**Source passage**
▼

My parents are interesting. If you've ever met me, you would know that I had to be raised by lunatics. They aren't conventionally crazy, but more like black sitcom crazy. When I was born my mother wanted to name me Stephanie (among other things, don't even get me started on my middle name) but my father refused. He didn't want people calling me Fanny or some other hideous nickname. So they settled on Stephane. It's of French origin and is the equivalent of Steven in the states. Apparently the name comes from the Bible. Stephane was a believer that got stoned to death for proclaiming his beliefs. Again, my parents are crazy.
Growing up, no one in my family ever called me Stephane; they all called me by my nickname (which I won't disclose here). But when school started and my kindergarten teacher, Mrs. Weitz, pronounced my name Stephanie, I had no idea how to correct her. By that point, I had barely heard my government name said aloud and because my parents were immigrants, I assumed that that's how you say Stephane in English. So from kindergarten to high school, I was always known as Stephanie. It never really bothered me and most people called me Steph anyways.
But the summer before college, I decided I wasn't going to let other people dictate my identity. A name is an important characteristic of one's self. A Veronica will never act like an Annie. A Cynthia is treated differently than a Melissa. People act like their names. Think about it. If someone behaves differently than their name, they always develop a nickname that suits them better. I always knew that I was living a lie as a Stephanie because deep down I was definitely a Stephane.
Unfortunately New York University didn't feel the same way and changed my name on the school roster to Stephanie. Now maybe they assumed I made a spelling mistake on my application, but then why would you accept a student that couldn't even spell their own name? One word: Diversity. Even the SATs give you 200 bonus points just for getting your alias correct.
So throughout college, I had to correct every professor who pronounced my name Stephanie, further simplifying the stereotype of the "black girl with an attitude". You should have seen it. I would go "Actually it's pronounced Stephane". The professor would reply "Oh it's spelled Stephanie on the roster" and I would have to say "Yeah well NYU spelled my name wrong. I know how my name is pronounced". Usually I would add a head roll and finger snaps just for emphasis sake. Classy.

▲

**Directions**
Rewrite the essay on names from the words "Growing up, no" through "me Steph anyways.", changing every "kindergarten" to "first grade".

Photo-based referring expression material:
▼

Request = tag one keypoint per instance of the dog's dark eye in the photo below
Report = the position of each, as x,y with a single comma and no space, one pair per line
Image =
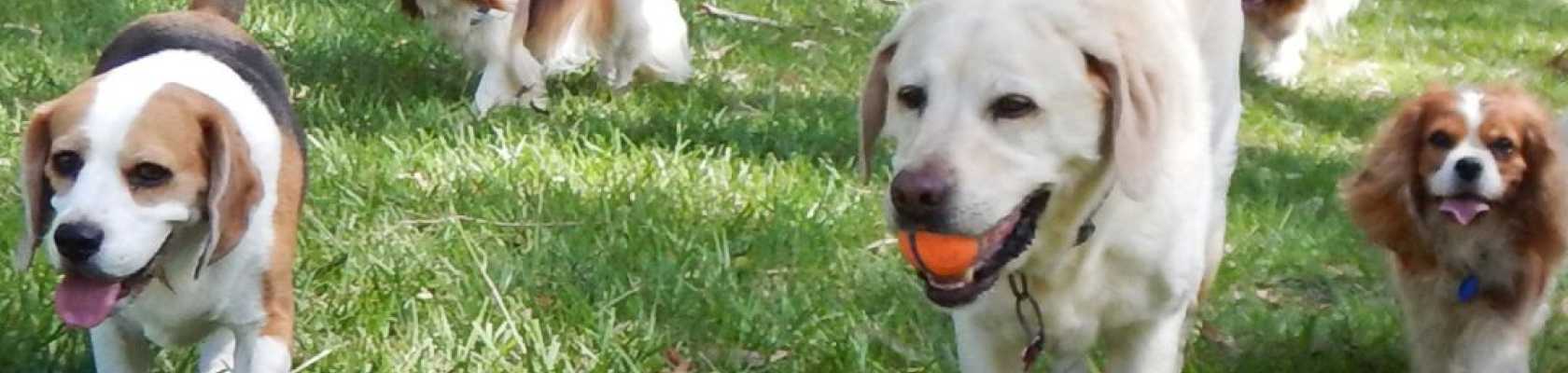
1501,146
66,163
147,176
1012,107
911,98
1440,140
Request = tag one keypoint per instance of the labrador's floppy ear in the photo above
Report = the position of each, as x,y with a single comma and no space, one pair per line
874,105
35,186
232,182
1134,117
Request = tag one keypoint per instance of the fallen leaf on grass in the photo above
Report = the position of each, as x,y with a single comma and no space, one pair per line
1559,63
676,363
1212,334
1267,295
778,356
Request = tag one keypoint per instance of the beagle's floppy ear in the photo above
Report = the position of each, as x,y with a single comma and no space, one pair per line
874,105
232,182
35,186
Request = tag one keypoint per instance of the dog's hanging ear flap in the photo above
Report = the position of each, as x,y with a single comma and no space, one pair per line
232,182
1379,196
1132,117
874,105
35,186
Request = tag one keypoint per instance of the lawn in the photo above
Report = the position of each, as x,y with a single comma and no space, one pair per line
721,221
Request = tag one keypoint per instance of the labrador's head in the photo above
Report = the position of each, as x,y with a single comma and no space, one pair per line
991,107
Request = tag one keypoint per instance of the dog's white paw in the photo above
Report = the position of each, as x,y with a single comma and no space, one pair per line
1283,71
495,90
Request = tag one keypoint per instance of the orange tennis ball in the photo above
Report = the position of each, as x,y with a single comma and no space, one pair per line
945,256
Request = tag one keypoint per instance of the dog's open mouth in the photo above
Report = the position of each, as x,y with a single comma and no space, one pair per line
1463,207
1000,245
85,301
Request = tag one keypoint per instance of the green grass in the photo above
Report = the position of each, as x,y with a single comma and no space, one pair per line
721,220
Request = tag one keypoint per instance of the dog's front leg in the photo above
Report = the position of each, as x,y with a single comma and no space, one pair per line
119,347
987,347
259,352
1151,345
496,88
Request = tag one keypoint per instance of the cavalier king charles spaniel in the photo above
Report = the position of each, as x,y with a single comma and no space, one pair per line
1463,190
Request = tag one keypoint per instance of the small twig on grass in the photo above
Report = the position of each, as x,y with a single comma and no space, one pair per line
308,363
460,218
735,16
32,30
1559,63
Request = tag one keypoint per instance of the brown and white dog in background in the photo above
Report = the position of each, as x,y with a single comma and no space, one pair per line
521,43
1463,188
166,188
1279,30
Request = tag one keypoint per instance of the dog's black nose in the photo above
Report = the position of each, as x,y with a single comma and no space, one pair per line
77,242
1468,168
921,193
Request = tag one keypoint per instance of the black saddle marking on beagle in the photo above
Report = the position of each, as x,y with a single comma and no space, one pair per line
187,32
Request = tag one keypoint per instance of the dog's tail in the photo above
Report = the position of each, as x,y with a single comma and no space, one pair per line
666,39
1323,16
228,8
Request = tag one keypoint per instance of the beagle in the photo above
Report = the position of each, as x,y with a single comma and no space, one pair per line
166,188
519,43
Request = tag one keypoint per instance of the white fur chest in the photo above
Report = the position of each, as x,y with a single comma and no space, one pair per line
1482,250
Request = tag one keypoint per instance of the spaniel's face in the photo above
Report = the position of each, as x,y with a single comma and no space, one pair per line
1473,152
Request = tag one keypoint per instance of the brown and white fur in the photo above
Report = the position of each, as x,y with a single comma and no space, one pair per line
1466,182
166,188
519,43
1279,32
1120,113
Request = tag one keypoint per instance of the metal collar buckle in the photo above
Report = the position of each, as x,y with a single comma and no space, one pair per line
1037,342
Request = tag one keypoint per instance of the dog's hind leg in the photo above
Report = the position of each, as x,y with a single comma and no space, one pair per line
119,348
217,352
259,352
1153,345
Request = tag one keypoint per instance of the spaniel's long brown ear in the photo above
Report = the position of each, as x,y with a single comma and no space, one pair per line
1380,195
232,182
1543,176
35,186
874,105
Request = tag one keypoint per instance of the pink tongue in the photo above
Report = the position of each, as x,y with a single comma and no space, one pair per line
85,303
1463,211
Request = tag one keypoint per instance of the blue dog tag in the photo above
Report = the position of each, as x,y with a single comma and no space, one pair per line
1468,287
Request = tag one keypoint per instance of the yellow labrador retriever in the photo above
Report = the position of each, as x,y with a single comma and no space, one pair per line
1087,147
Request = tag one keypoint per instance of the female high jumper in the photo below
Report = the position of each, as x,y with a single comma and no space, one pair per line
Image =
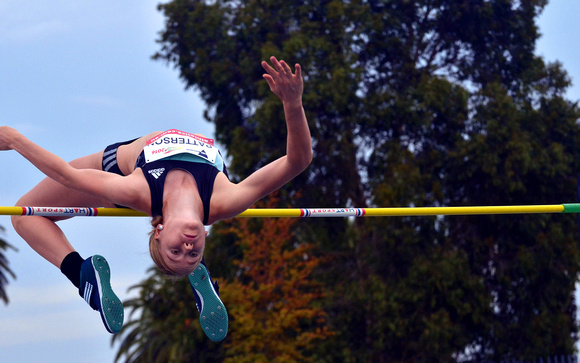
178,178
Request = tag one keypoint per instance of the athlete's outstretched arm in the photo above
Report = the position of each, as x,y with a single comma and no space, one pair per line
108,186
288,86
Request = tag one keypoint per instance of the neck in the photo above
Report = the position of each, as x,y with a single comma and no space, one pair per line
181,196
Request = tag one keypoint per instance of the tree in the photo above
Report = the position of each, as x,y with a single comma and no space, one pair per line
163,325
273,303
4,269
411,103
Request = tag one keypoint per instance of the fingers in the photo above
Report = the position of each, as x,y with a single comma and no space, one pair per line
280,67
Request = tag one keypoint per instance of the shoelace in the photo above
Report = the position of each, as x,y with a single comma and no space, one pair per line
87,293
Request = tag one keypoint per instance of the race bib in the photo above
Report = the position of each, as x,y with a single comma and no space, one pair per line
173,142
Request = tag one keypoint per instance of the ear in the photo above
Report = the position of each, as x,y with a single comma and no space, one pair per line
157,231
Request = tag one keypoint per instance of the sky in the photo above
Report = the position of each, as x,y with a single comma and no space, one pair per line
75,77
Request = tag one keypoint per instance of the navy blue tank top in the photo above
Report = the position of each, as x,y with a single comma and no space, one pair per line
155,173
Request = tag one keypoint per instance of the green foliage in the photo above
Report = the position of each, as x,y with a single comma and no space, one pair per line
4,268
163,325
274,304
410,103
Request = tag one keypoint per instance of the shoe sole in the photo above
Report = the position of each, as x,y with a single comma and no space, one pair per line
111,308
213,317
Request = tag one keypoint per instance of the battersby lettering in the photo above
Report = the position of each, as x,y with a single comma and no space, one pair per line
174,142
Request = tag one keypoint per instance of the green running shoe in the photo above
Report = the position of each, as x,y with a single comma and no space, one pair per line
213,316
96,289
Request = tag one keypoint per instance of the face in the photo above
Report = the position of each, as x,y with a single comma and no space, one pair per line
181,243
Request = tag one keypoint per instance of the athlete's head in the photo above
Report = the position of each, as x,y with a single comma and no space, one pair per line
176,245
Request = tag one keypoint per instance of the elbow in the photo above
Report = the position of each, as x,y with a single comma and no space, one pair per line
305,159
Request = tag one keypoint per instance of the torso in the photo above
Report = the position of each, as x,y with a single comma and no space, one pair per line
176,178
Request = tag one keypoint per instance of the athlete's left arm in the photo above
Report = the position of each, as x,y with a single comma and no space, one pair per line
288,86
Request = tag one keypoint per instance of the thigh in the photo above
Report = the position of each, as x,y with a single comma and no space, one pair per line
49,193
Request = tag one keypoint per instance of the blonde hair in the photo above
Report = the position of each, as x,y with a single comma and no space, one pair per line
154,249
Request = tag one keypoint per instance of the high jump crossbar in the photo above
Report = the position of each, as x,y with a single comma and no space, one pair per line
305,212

▲

**Written solution**
Growing up, no one in my family ever called me Stephane; they all called me by my nickname (which I won't disclose here). But when school started and my first grade teacher, Mrs. Weitz, pronounced my name Stephanie, I had no idea how to correct her. By that point, I had barely heard my government name said aloud and because my parents were immigrants, I assumed that that's how you say Stephane in English. So from first grade to high school, I was always known as Stephanie. It never really bothered me and most people called me Steph anyways.